- _What you are asked to do_:
Replace every "when you can" with "as soon as possible" in the lines of the records starting at the one that contains "I'd appreciate your help finding the autumn leaves" and ending at the one that contains "[292,175,356,308]", and output only those lines with everything else unchanged.
* * *
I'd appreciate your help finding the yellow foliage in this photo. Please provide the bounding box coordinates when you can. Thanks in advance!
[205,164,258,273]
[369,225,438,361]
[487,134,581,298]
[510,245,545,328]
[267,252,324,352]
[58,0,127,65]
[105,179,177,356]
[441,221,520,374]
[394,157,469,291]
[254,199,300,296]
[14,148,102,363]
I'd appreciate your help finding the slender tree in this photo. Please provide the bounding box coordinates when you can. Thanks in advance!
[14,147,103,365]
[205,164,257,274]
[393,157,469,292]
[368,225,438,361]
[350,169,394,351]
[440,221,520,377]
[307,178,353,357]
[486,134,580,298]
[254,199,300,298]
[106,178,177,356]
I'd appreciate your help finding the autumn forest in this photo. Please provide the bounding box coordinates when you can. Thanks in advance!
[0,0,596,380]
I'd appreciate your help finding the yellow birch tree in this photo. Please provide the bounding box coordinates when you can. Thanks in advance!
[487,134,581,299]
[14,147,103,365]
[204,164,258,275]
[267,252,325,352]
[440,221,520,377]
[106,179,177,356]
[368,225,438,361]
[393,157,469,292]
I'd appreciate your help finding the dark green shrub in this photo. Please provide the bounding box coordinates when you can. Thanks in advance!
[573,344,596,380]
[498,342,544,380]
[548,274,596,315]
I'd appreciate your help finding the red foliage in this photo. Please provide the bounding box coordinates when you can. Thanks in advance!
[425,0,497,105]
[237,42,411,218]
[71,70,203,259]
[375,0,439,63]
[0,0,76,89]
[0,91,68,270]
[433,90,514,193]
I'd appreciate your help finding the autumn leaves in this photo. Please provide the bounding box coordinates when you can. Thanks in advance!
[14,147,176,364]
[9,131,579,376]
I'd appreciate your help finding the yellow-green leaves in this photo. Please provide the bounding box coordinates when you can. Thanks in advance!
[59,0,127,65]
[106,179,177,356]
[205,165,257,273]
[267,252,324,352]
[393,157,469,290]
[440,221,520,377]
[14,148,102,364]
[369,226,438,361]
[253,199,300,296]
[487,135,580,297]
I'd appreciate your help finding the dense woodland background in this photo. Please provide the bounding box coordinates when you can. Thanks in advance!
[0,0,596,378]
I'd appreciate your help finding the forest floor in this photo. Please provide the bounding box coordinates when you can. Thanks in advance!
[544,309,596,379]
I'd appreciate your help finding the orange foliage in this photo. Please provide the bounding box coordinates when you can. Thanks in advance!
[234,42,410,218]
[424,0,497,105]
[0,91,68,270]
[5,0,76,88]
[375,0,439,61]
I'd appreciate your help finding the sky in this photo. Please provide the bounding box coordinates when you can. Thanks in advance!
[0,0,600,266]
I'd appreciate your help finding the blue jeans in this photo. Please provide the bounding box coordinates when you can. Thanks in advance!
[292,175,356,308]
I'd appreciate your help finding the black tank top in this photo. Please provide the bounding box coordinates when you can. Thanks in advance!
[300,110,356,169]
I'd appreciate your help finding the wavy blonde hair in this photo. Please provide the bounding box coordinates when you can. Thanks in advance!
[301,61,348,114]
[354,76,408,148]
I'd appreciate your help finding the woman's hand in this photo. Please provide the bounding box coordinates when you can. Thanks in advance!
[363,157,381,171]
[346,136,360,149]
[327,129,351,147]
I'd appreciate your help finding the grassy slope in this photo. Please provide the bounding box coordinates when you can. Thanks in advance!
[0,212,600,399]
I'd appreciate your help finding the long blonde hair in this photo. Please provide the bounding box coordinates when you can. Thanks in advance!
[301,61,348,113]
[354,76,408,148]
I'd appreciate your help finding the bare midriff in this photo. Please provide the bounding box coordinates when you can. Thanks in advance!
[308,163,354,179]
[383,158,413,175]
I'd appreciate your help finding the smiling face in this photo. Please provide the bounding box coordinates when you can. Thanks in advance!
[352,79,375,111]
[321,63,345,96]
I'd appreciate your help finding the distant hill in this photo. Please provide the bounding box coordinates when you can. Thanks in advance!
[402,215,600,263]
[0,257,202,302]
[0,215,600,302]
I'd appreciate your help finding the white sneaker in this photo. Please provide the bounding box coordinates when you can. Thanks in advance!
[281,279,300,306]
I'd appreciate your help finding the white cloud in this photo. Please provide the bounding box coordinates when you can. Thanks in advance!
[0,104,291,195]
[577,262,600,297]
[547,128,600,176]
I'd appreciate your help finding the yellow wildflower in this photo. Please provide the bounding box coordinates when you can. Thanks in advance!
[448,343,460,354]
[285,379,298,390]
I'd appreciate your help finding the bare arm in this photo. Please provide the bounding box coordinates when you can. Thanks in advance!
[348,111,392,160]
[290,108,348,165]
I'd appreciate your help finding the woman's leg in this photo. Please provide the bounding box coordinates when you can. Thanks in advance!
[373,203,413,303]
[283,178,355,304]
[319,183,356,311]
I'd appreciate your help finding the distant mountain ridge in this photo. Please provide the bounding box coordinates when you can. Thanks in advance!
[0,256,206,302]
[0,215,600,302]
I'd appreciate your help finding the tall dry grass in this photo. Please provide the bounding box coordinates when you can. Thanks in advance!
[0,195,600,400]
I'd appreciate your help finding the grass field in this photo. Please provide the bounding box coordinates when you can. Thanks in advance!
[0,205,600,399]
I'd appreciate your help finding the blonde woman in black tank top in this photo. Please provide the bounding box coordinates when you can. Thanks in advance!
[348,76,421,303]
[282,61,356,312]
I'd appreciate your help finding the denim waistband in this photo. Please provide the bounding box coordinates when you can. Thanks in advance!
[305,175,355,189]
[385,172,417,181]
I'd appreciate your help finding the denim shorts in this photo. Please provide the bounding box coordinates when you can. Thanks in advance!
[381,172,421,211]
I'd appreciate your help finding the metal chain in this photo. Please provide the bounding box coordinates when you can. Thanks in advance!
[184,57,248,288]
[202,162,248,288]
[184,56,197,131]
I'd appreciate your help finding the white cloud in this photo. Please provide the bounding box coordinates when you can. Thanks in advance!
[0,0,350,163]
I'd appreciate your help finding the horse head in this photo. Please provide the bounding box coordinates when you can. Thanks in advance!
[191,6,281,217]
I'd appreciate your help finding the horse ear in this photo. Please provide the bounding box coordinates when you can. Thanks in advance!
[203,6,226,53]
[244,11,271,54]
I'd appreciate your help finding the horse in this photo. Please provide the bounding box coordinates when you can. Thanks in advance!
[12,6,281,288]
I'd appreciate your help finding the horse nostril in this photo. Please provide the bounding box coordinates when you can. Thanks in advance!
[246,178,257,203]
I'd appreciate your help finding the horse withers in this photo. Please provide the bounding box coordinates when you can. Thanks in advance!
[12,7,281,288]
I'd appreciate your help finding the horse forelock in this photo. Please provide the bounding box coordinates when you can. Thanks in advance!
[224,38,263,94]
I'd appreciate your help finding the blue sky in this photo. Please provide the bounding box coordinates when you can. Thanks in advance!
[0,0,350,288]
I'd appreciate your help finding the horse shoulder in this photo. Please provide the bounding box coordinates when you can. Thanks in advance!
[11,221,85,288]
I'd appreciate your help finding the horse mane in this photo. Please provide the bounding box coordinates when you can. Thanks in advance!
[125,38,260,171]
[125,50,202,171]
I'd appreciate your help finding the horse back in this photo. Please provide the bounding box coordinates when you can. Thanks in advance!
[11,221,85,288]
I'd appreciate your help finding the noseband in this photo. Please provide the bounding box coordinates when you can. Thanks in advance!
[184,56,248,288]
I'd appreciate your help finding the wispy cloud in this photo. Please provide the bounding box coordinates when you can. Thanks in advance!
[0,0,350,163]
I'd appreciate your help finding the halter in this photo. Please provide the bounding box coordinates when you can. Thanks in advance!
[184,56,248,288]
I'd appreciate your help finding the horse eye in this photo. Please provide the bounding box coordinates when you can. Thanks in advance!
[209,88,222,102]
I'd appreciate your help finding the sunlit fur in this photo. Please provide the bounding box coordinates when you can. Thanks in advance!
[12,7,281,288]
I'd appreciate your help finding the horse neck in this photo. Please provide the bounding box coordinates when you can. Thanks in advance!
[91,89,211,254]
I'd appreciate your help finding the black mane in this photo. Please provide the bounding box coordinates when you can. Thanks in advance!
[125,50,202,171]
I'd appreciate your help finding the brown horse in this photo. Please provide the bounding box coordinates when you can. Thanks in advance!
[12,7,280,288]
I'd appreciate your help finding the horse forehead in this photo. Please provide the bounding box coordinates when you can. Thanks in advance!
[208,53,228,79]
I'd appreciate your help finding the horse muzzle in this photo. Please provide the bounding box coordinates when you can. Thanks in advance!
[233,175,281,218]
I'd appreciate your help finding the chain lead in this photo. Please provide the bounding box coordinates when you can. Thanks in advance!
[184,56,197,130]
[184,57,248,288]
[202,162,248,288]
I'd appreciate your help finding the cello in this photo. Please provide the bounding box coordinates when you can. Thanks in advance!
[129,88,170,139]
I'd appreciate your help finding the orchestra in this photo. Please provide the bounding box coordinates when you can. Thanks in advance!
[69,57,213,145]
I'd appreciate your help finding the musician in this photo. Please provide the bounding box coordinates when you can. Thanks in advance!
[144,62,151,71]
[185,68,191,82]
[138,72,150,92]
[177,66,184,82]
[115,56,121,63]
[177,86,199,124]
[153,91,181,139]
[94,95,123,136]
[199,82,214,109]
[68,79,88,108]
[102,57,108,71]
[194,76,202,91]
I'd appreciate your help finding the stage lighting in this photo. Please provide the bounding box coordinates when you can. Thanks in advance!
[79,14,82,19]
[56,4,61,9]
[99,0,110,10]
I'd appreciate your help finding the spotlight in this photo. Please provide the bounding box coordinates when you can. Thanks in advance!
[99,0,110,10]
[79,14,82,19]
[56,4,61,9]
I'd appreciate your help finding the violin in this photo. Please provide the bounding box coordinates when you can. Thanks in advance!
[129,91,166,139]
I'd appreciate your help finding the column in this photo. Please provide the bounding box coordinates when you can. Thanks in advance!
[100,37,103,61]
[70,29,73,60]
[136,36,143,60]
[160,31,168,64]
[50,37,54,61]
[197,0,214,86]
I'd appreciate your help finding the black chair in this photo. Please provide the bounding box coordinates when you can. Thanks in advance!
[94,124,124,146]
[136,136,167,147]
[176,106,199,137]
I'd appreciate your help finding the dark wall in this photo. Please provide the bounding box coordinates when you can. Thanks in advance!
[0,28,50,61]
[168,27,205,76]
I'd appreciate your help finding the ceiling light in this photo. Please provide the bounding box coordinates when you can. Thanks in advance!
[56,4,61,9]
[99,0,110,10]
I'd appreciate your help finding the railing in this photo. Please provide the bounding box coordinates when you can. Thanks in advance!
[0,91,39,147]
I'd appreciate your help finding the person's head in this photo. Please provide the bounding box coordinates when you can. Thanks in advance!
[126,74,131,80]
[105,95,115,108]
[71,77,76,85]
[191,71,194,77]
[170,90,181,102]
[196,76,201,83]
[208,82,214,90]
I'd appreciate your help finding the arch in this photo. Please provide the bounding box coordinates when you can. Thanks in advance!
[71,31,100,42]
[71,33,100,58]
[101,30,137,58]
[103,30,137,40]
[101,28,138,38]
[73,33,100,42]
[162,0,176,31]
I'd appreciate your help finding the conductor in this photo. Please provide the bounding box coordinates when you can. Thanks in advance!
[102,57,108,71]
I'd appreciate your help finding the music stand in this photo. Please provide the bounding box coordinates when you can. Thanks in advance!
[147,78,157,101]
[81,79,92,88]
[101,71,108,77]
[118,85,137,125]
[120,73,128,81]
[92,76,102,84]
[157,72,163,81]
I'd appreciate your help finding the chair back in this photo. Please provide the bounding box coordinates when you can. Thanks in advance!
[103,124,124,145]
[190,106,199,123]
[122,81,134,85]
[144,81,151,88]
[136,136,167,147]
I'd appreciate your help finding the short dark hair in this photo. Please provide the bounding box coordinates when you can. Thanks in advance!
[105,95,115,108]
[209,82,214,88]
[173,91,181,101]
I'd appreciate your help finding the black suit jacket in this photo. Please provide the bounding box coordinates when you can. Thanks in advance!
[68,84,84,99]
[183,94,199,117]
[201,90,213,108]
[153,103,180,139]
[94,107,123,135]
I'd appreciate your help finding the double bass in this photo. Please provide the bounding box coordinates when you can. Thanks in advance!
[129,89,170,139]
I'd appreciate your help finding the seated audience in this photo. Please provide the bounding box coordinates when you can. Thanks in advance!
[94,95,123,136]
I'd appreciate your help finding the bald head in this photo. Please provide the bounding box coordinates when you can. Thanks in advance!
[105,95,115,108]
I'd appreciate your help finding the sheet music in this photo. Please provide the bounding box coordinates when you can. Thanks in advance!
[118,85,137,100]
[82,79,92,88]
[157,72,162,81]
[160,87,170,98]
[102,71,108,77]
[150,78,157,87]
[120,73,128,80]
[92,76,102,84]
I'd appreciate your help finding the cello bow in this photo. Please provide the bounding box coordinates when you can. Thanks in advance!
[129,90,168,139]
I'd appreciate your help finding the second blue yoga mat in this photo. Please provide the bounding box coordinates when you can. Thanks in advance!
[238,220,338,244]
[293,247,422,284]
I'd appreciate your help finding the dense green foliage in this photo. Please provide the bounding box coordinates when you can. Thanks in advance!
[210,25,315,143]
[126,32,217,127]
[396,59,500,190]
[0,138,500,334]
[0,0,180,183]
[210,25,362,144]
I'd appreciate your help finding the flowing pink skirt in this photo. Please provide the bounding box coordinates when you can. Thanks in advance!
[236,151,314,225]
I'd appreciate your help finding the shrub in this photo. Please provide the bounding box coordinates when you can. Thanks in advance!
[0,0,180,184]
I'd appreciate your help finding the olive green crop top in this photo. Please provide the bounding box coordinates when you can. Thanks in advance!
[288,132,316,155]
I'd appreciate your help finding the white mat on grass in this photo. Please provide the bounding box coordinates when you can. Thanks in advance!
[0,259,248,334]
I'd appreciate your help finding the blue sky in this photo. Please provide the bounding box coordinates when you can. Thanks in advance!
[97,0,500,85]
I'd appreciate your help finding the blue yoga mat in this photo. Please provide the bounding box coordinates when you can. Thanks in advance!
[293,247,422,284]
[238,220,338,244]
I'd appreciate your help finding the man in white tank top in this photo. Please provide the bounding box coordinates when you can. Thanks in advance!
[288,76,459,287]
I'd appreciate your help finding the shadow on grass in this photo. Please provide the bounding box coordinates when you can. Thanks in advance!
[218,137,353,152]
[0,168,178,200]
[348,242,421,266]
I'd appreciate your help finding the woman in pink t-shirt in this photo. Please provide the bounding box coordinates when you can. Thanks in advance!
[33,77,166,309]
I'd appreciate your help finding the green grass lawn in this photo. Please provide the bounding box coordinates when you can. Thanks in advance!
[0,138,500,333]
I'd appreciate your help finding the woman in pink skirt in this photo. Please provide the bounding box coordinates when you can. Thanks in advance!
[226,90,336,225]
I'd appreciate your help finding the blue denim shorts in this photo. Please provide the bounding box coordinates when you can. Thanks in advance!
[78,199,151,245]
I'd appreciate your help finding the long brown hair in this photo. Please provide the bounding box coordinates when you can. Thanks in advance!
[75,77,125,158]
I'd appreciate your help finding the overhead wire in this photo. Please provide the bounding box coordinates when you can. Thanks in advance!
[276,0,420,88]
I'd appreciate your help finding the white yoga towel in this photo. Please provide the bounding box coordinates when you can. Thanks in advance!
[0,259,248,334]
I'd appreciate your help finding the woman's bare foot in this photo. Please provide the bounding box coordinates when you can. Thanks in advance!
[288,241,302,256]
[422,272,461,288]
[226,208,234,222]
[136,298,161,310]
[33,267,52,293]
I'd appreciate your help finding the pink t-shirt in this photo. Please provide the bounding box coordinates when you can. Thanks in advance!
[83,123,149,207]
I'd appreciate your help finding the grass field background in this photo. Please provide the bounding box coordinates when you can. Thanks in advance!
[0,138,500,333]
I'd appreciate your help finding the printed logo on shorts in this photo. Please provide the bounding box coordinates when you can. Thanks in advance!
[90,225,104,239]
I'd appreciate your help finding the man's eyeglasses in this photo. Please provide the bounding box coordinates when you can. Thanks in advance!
* * *
- _Expected answer_:
I'd appreciate your help finding the autumn leaves in this photo. Please provide the bounding box coordinates as soon as possible. Thanks in advance!
[14,147,176,364]
[9,131,579,376]
I'd appreciate your help finding the yellow-green leaves in this photo. Please provide the bounding box coordinates as soon as possible. Thanks in advance!
[59,0,127,65]
[106,179,177,356]
[205,165,257,273]
[267,252,324,352]
[393,157,469,290]
[440,221,520,377]
[14,148,102,364]
[369,226,438,361]
[253,199,300,296]
[487,135,580,297]
I'd appreciate your help finding the dense woodland background in this photo. Please provide the bounding box coordinates as soon as possible. Thanks in advance!
[0,0,596,378]
I'd appreciate your help finding the forest floor in this photo. Please provide the bounding box coordinates as soon as possible. Thanks in advance!
[544,309,596,379]
I'd appreciate your help finding the orange foliage in this photo. Please provide the bounding box coordinates as soon as possible. Thanks in advance!
[234,42,410,218]
[424,0,497,105]
[0,91,68,270]
[5,0,76,88]
[375,0,439,61]
I'd appreciate your help finding the sky in this photo. Please provide the bounding box coordinates as soon as possible. Thanks in advance!
[0,0,600,266]
I'd appreciate your help finding the blue jeans in this photo. Please provide the bounding box coordinates as soon as possible. Thanks in advance!
[292,175,356,308]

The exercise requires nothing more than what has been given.